▸ **Фрагмент текста**:
---*---

© ООО «Образовательные проекты», 2019
© Яновицкая Е. В. (наследники), 2019
© Русаков А. С. (подготовка текста, составление), 2019
© Овсюк Н. В. (иллюстрации), 2019
В спускаемых сверху программах и учебных планах до сих пор отсутствует учёт главного аспекта: необходимости учить всех сразу, научая, при этом, каждого ученика в отдельности. Авторами программ предполагается (по умолчанию), что такой «фортель» совершит сам учитель, которому положено все эти программы претворять в жизнь.
Но для этого ему надо научиться, работая в пределах реального «набора продуктов», составлять разнообразное «меню». Надо за один обеденный час накормить всех желающих, но так, чтобы насытился каждый в отдельности, сообразно своему желанию. И это – возможно.
В книге показано, как это достигается. Предлагаемая дидактическая система позволяет рационально, технологически просто и точно решить множество проблем работы учителя с коллективом – без обязательных домашних заданий, зато с гарантией необходимых успехов у каждого ребёнка.
Каждая страничка-параграф нашего альбома-справочника обращена к определённому узловому моменту в порядке подготовки материала учебной темы, в организации и ведении урока, чтобы желание учиться поддерживалось бы успехом в учёбе.
Елена Яновицкая
Посвящается моим детям: Гале, Зое и Людвигу,
внукам: Наташе, Коле и Эле, Антону, Яне и Уле,
правнукам: Никите, Александрине, Юстику, Ване, Ксюше, Деборе и Матвею.

---*---

▸ **Задание A**:
Соберите из записей ниже все строки, где встречается слово «Return».

(Контуры размеченных областей)
---*---

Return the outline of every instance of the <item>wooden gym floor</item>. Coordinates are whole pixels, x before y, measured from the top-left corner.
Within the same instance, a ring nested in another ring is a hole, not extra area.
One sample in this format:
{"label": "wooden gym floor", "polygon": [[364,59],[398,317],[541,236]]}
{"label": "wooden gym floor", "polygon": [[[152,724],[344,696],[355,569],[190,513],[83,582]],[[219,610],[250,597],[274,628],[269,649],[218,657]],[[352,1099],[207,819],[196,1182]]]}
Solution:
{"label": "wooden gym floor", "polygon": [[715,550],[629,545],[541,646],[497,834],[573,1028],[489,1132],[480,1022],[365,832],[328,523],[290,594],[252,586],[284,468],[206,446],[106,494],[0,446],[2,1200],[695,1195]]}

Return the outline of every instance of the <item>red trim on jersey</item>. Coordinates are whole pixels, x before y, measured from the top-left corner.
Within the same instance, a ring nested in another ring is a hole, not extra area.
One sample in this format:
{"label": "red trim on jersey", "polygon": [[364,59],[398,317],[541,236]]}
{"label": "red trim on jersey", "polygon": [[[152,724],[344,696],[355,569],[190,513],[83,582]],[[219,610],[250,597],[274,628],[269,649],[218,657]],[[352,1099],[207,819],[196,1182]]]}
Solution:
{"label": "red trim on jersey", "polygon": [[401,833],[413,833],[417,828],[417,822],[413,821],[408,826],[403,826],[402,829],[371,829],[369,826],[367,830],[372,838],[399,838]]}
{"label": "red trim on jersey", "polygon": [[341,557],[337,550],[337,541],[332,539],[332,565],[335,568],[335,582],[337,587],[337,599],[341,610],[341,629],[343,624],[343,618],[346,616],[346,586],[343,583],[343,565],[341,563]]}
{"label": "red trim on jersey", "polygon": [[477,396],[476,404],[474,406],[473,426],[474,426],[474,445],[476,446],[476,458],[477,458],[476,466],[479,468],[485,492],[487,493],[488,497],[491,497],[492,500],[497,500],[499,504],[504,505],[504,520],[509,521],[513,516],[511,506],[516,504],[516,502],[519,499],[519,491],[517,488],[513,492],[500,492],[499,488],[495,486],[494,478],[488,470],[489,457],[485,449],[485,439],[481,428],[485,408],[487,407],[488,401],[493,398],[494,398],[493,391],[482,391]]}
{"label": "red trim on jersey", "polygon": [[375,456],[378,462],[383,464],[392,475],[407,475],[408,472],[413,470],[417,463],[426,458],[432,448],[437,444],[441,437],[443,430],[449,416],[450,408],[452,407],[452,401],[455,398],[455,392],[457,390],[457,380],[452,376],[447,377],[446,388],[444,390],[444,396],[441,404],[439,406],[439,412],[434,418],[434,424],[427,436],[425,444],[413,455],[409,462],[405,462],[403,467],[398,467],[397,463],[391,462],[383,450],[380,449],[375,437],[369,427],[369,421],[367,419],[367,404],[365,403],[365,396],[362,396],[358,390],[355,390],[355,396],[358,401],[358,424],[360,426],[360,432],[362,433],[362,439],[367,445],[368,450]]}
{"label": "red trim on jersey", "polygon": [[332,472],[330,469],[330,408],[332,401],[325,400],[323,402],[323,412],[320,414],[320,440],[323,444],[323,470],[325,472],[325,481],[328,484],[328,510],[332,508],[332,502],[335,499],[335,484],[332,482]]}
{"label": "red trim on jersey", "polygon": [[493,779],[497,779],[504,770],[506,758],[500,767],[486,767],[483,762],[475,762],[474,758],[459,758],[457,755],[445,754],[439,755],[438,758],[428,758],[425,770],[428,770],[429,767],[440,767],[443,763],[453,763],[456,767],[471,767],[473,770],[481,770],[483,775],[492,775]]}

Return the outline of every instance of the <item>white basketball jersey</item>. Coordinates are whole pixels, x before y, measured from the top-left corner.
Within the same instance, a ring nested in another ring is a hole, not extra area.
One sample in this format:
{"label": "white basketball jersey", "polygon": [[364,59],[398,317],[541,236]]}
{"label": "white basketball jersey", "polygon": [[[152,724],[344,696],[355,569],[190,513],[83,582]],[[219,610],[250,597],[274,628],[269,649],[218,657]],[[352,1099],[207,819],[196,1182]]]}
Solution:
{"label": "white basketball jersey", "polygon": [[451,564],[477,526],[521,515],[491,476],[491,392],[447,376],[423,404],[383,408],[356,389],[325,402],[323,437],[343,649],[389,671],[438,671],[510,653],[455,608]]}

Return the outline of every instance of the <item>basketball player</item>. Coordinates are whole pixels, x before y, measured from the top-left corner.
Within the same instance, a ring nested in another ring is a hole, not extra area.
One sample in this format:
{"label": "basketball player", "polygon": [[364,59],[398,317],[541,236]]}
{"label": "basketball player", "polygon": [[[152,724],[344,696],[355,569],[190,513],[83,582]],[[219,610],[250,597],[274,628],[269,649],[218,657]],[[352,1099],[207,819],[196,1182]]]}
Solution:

---*---

▸ **Задание B**:
Перескажите текст выше о работе учителя с классом в двух предложениях.

▸ **Ответ A**:
Return the outline of every instance of the <item>wooden gym floor</item>. Coordinates are whole pixels, x before y, measured from the top-left corner.
Return the outline of every instance of the <item>red trim on jersey</item>. Coordinates are whole pixels, x before y, measured from the top-left corner.
Return the outline of every instance of the <item>white basketball jersey</item>. Coordinates are whole pixels, x before y, measured from the top-left corner.
Return the outline of every instance of the <item>basketball player</item>. Coordinates are whole pixels, x before y, measured from the top-left corner.

▸ **Ответ B**:
В программах и учебных планах не учтено, что учить нужно всех сразу и при этом каждого ученика в отдельности, а справиться с этим, как предполагают авторы программ, должен сам учитель. Книга показывает, как этого достичь: предлагаемая дидактическая система помогает учителю работать с коллективом без обязательных домашних заданий и с гарантией необходимых успехов у каждого ребёнка.